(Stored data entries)
"""
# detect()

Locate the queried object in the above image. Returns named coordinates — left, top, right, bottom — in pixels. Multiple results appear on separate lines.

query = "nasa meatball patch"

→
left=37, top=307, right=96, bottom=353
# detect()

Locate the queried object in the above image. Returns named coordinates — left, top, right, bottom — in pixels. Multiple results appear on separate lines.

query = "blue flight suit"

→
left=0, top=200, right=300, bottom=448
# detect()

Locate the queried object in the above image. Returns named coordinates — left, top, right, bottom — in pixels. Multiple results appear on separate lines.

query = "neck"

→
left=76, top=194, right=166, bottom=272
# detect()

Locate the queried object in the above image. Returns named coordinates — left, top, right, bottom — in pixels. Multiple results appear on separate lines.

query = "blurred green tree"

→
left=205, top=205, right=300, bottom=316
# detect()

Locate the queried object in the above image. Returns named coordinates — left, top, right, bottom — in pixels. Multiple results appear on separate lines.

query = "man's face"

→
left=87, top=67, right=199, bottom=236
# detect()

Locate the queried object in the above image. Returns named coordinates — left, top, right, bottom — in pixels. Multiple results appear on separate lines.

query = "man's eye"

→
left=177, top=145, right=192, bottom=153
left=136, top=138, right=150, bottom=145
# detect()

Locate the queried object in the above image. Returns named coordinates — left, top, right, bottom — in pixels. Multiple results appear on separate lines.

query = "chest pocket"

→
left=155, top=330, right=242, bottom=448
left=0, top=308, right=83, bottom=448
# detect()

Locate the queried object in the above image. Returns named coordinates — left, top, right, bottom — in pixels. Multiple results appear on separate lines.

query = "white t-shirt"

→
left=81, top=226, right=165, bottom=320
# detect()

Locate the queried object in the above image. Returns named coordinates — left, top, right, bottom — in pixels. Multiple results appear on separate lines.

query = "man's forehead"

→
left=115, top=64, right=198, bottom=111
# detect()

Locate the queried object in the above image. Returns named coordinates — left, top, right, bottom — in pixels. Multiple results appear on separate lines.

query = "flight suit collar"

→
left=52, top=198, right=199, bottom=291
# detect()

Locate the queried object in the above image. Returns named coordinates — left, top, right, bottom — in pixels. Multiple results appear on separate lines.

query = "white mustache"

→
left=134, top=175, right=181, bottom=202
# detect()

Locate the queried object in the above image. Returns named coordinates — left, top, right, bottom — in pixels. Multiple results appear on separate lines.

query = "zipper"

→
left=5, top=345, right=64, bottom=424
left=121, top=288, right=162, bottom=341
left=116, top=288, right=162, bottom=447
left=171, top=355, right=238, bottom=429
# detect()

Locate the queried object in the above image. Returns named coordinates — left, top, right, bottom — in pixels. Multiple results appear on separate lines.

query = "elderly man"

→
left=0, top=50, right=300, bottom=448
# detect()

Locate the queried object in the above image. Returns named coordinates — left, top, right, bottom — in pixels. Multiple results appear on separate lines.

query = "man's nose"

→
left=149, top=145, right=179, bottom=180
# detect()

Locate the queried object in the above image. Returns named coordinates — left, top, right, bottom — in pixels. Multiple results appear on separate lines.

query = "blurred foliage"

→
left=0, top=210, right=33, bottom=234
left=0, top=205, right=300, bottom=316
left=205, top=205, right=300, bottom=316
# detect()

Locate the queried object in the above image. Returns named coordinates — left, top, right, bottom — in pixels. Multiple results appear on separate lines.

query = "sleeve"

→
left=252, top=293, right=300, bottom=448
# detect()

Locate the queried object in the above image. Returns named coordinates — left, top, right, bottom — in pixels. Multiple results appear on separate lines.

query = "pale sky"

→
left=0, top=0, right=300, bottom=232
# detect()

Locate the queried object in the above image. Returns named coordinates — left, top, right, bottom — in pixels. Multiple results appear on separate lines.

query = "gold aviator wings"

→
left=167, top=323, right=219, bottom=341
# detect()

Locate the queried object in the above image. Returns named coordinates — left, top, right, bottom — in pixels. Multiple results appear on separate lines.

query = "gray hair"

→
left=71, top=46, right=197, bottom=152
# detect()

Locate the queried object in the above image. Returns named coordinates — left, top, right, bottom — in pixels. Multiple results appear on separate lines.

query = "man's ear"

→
"""
How many lines in the rows above contain the string "suit"? Case counts, and the reply should be only the number.

2